**Supplied records:**
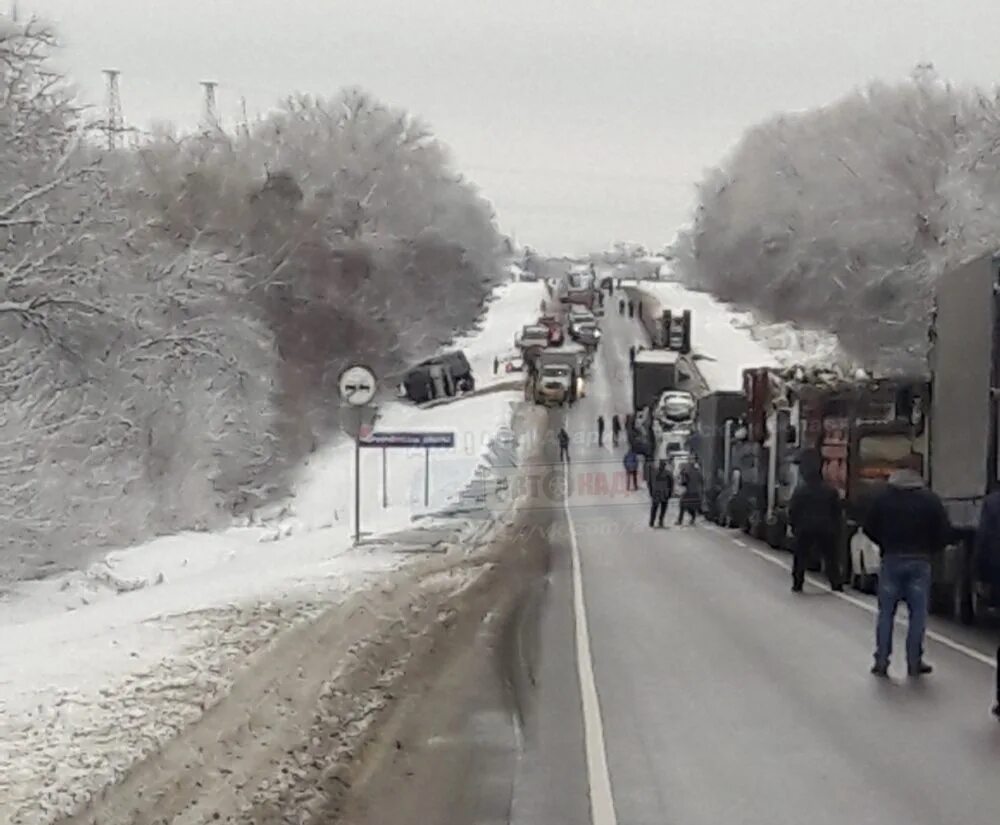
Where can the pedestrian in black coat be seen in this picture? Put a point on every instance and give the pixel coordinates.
(563, 445)
(661, 488)
(694, 487)
(910, 525)
(814, 516)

**Task to complete:** When repeating the entries, leave out every picture and keep the rest exact.

**Solution for this task:**
Where can the pedestrian in black coat be seen in this picture? Put a point on every instance and give the pixel coordinates.
(563, 445)
(661, 488)
(694, 487)
(910, 525)
(814, 516)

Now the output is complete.